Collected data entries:
++++++++

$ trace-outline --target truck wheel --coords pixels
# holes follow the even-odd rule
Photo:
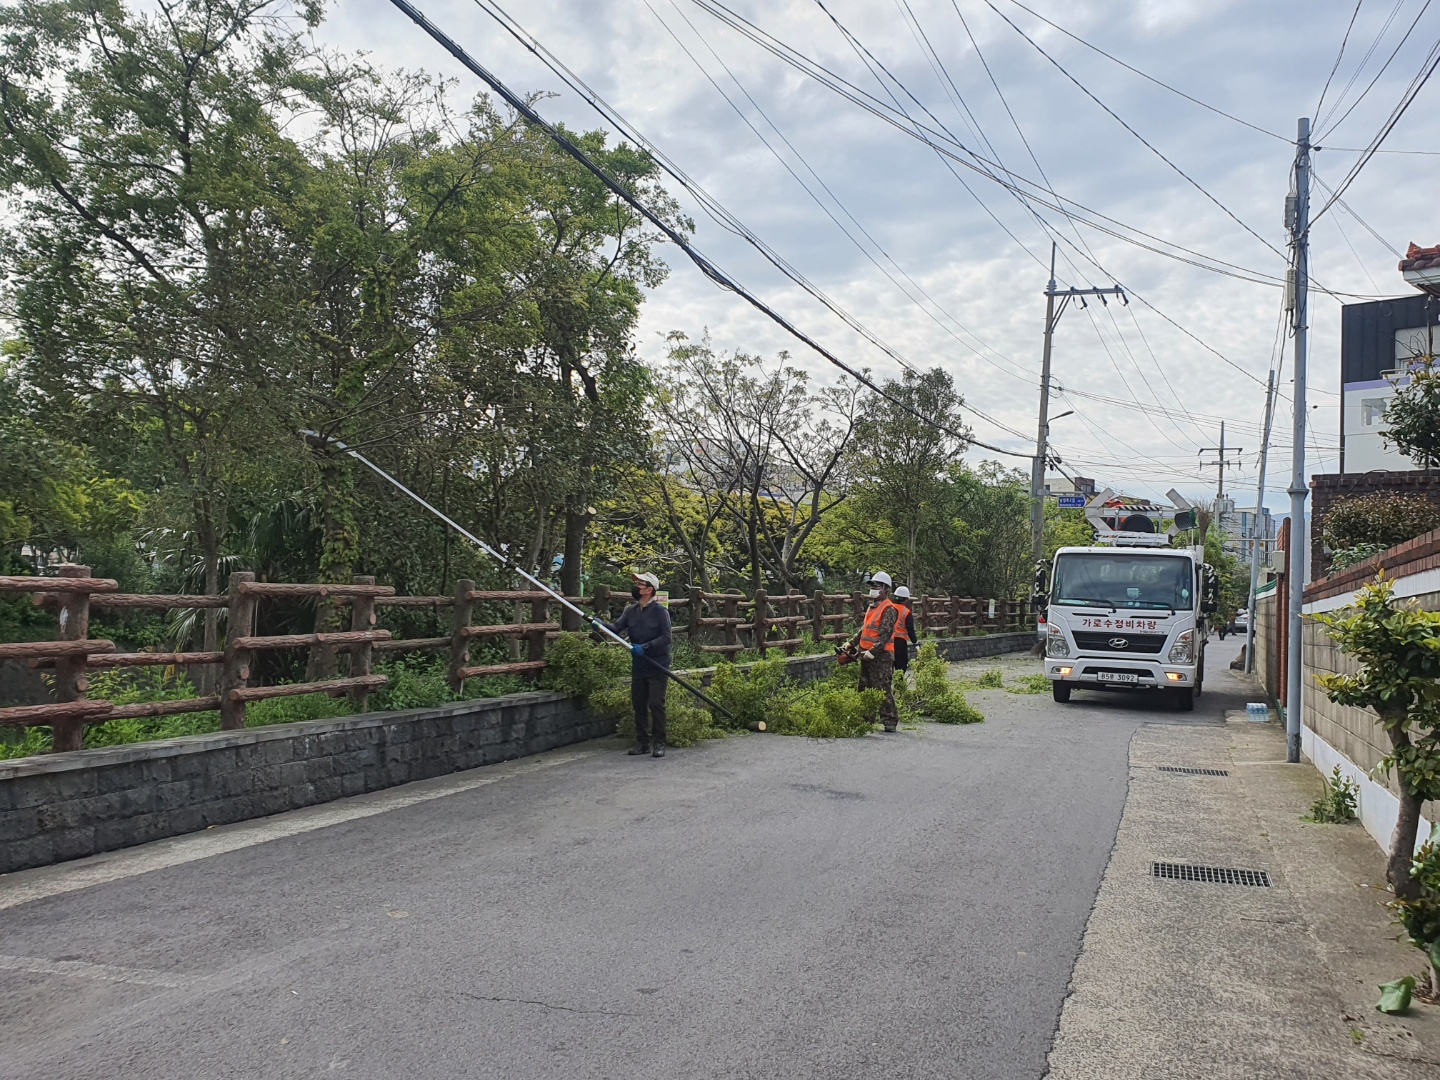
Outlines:
[[[1050,695],[1063,705],[1070,700],[1070,687],[1062,682],[1052,682],[1050,684]]]
[[[1195,691],[1190,687],[1175,691],[1175,708],[1181,712],[1195,711]]]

++++++++

= What to do =
Strip out the images, then output the records above word for word.

= Answer to this exercise =
$ trace-outline --target truck wheel --coords pixels
# holes follow the even-odd rule
Photo:
Outlines:
[[[1050,695],[1063,705],[1070,700],[1070,687],[1062,682],[1052,682],[1050,684]]]
[[[1195,691],[1190,687],[1175,691],[1175,708],[1181,712],[1195,711]]]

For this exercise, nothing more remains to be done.